**OBJECTIVE A**. In the comment thread about Bitlocker keys, which system is given as an example of a different choice about answering data requests?
**OBJECTIVE B**. Copy the part of the comment thread about Bitlocker keys between "thewebguyd 2 hours" and "into the cloud.", inclusive.
**OBJECTIVE C**. Carry on the comment thread about Bitlocker keys from its last line.

6 weeks is all it took him.

thewebguyd 2 hours ago|||
Apple gives users the choice during set up assistant, no reason Microsoft can't.
knollimar 1 hour ago|||
I bet he learned a valuable lesson
Noaidi 5 minutes ago|||
The same is true for Apple laptops! Take a look in your Passwords app and you will see it automatically saves and syncs your laptop decryption key into the cloud.

So all the state needs to get into your laptop is to get access from Apple to your iCloud account.

wing-_-nuts 1 hour ago|||
>Any power users who prefer their own key management should follow the steps to enable Bitlocker without uploading keys to a connected Microsoft account.

I have W11 w a local account and no bitlocker on my desktop computer, but the sheer amount of nonsense MS has been doing these days has really made me question if 'easy modding*' is really enough of a benefit for me to not just nuke it and install linux yet again

* You can get the MO2 mod manager running under linux, but it's a pain, much like you can also supposedly run executable mods (downgraders, engine patches, etc) in the game's context, but again, pain

Retr0id 46 minutes ago|||
At Microsoft-scale, data requests from law enforcement are an inevitability. Designing a system such that their requests are answerable is a choice. Signal's cloud backup system is an example of a different choice being made.
mattmaroon 2 hours ago|||
It’s definitely better than no encryption at all, which would be what most people would have otherwise.
bilekas 1 hour ago|||
There needs to be more awareness into setting up W11 install ISO's which can be modified to disable bitlocker by default, disable the online account requirement.

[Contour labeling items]

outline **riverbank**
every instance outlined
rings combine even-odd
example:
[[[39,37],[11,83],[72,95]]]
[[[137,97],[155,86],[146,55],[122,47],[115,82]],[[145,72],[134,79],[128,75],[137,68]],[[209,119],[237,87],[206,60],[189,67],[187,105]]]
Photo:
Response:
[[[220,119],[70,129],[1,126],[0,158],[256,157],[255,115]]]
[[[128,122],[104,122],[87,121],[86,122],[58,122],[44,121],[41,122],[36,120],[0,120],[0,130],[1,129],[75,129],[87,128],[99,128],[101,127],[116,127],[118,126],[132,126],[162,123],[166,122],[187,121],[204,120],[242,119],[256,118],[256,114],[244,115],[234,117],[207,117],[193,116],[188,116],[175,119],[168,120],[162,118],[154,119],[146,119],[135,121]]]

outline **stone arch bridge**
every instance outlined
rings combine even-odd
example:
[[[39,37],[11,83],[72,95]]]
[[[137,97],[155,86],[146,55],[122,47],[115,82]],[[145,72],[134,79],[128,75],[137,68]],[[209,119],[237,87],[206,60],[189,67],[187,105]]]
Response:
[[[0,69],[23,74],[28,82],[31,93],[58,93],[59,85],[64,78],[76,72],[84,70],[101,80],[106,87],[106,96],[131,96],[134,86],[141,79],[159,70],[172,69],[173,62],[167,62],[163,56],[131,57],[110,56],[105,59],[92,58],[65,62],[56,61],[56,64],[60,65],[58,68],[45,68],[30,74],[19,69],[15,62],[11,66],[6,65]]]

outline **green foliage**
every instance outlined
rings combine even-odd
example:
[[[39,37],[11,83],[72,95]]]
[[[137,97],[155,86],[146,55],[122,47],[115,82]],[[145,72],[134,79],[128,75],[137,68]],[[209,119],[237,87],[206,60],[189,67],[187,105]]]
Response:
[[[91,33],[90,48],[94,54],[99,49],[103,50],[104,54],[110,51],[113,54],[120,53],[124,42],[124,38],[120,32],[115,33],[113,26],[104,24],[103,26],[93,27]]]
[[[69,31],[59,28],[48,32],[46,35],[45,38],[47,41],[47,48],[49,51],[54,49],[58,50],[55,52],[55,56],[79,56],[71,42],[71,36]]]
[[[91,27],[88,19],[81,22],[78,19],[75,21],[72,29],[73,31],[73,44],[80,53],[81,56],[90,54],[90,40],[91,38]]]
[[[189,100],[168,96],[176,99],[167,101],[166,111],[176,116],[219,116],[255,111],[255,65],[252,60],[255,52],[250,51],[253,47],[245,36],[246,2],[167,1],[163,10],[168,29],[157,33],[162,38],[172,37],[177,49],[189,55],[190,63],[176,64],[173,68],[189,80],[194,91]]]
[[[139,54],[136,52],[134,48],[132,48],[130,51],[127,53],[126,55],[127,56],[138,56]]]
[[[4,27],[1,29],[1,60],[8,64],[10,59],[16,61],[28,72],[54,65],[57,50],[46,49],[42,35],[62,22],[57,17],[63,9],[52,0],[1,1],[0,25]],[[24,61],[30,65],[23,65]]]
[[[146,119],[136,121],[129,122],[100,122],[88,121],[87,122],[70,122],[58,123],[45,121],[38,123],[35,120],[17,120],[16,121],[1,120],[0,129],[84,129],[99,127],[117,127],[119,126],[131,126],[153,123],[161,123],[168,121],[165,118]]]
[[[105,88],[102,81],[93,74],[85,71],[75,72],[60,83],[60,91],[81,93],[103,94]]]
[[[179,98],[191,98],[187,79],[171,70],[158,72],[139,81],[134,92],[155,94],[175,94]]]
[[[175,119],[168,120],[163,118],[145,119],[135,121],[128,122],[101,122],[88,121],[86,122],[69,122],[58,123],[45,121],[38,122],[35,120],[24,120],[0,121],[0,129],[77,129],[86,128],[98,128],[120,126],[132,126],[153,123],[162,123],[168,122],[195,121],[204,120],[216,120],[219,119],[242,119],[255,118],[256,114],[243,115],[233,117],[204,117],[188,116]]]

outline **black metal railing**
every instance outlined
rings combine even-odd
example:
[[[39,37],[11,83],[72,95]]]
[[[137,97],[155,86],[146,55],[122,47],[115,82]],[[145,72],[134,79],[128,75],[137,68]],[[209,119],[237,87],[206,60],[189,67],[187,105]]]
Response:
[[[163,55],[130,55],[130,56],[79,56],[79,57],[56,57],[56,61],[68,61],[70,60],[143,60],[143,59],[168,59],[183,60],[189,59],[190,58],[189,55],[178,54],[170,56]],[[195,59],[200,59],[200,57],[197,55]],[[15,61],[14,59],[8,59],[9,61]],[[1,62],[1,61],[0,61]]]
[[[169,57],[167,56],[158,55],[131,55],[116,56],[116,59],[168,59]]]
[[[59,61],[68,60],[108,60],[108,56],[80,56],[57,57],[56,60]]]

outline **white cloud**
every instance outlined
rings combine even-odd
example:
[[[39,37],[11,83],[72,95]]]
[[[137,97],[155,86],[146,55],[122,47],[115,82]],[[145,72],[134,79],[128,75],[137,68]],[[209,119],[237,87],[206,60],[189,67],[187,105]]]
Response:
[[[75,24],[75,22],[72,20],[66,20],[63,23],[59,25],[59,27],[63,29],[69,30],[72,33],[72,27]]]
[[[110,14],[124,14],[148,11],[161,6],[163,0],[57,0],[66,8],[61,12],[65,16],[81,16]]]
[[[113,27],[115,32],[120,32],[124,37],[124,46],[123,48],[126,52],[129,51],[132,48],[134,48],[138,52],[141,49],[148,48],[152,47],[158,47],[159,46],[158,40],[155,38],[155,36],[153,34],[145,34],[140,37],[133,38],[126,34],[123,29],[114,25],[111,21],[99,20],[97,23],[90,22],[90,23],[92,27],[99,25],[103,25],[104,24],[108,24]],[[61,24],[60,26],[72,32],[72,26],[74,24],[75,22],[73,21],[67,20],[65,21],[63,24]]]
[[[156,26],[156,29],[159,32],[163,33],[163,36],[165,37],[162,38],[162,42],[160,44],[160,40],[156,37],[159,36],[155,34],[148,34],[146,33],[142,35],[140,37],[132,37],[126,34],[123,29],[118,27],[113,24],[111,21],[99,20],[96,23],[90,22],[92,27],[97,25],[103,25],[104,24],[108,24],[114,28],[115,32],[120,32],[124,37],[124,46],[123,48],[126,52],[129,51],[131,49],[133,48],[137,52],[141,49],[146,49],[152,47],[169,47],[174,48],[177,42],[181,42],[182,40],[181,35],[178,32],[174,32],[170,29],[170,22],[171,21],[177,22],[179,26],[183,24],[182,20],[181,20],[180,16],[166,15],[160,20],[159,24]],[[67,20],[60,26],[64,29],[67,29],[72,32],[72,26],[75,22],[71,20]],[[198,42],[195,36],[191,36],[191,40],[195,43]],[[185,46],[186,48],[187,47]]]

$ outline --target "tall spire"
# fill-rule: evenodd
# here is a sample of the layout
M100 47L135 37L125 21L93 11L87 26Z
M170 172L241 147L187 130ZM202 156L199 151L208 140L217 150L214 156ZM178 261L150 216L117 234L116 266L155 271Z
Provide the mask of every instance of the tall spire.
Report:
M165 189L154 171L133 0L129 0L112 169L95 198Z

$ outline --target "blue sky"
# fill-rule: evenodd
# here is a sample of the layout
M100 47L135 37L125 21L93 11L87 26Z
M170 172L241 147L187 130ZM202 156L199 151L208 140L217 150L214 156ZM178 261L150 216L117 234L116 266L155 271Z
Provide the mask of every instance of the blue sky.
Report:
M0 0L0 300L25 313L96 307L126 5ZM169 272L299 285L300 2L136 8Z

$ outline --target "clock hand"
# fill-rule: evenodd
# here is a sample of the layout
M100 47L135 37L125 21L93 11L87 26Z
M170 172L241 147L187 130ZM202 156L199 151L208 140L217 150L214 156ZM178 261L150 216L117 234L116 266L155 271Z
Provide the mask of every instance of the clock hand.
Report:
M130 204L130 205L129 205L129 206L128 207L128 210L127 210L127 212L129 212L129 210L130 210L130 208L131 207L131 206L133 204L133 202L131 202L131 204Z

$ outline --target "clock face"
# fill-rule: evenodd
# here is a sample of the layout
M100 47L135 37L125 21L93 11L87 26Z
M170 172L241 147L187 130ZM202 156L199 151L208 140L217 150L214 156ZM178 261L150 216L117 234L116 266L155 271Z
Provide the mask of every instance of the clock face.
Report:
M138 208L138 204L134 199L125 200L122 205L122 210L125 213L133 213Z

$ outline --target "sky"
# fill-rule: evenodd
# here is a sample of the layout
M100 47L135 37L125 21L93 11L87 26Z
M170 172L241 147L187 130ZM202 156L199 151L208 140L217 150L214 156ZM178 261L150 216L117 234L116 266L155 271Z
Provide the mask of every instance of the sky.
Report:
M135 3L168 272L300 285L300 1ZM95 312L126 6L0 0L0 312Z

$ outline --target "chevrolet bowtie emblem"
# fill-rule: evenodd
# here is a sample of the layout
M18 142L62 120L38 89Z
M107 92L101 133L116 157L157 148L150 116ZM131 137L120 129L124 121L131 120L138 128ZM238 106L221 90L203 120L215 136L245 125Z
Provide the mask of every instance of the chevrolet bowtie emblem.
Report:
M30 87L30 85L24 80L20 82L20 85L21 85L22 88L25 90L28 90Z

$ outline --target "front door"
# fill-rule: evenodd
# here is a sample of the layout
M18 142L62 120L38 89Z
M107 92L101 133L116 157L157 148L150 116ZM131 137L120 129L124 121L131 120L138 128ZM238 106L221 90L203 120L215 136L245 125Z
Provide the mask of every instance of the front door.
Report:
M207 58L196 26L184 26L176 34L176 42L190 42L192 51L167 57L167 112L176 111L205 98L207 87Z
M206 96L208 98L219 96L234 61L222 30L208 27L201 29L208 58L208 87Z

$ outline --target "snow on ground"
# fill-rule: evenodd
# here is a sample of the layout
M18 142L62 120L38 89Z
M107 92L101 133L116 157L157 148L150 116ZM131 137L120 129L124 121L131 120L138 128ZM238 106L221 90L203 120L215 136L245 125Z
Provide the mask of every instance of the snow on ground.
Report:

**RIGHT ANSWER A**. Signal's cloud backup system.

**RIGHT ANSWER B**.
thewebguyd 2 hours ago|||
Apple gives users the choice during set up assistant, no reason Microsoft can't.
knollimar 1 hour ago|||
I bet he learned a valuable lesson
Noaidi 5 minutes ago|||
The same is true for Apple laptops! Take a look in your Passwords app and you will see it automatically saves and syncs your laptop decryption key into the cloud.

**RIGHT ANSWER C**.
I recently needed to make a bootable key and found that Rufus out of the box allows you to modify the installer, game changer.

throwway120385 2 hours ago|||
Correct me if I'm wrong, but isn't forcing you to divulge your encryption password compelled speech? So the police can crack my phone but they can't force me to tell them my PIN.
thewebguyd 2 hours ago|||
Yes, you cannot be compelled to testify against yourself, but Microsoft is under no such obligation when served a warrant because of third party doctrine. Microsoft holding bitlocker recovery keys is considered you voluntarily giving the information to a third party, so the warrant isn't compelling you to do anything, so not a rights violation.

But, the 5th amendment is also why its important to not rely on biometrics. Generally (there are some gray areas) in the US you cannot be compelled to give up your password, but biometrics are viewed as physical evidence and not protected by the 5th.

dcrazy 2 hours ago||||
Warrants are a mechanism by which speech is legally compelled.

The 5th Amendment gives you the right to refuse speech that might implicate you in a crime. It doesn’t protect Microsoft from being compelled to provide information that may implicate one of its customers in a crime.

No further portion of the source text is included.